# Given entries
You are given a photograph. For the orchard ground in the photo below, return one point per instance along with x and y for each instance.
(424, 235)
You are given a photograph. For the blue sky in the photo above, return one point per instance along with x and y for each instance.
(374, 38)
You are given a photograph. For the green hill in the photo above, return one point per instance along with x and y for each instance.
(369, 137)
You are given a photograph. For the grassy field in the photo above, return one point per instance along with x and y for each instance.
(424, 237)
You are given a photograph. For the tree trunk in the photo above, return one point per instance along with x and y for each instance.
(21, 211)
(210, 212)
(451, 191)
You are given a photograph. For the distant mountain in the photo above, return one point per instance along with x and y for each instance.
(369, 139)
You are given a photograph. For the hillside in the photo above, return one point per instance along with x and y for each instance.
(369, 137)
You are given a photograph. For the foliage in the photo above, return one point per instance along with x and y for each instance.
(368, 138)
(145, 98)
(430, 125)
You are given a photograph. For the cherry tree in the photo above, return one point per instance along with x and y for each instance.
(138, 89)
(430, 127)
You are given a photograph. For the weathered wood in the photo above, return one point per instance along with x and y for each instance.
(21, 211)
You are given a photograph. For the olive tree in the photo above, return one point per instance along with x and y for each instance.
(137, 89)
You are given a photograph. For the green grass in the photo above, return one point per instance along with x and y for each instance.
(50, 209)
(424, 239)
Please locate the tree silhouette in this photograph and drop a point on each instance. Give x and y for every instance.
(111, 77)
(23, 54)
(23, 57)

# Requirements
Give back all of the material above, line by line and word for word, changing nothing.

# Exercise output
You are given a photograph. For the orchard ground in the photo below, return one point per instance along with x and y for each instance.
(424, 235)
You are given a photograph. For the blue sky in the photo above, return one point per instance along with x and y for each instance.
(374, 38)
You are given a photograph. For the green hill in the photo above, return one point per instance along with x and y for each instance.
(369, 137)
You are given a photograph. For the grassy field in the photo above, return one point per instance along with x and y for each instance.
(424, 237)
You are given a photograph. For the tree trunk in the photo above, return one point per instance along with x and y for each instance.
(21, 211)
(210, 212)
(451, 191)
You are given a photograph. For the distant mountain in the photo above, return one point per instance along with x and y for each instance.
(369, 139)
You are given a photograph. For the hillside in the photo above, return one point per instance along with x and y for each instance.
(369, 137)
You are given a photograph. For the foliage in the photo above, return one point per instance along with x and y for each instance.
(368, 138)
(145, 98)
(430, 125)
You are given a photograph. For the cherry tree in the photo above, return one point per instance along with x and y for each instance.
(138, 89)
(430, 127)
You are given a photograph. For the weathered wood in the photo above, return one point per instance along with x and y for each instance.
(21, 211)
You are given a photograph. For the olive tree in the photo above, return one point per instance along with x and y for each instance.
(137, 89)
You are given a photograph. For the green grass in the photo above, return one point per instance along with x and y for each instance.
(50, 209)
(424, 239)
Please locate the tree silhouette in this photograph and drop a point on each instance. Give x and y for every instance.
(111, 77)
(23, 54)
(23, 57)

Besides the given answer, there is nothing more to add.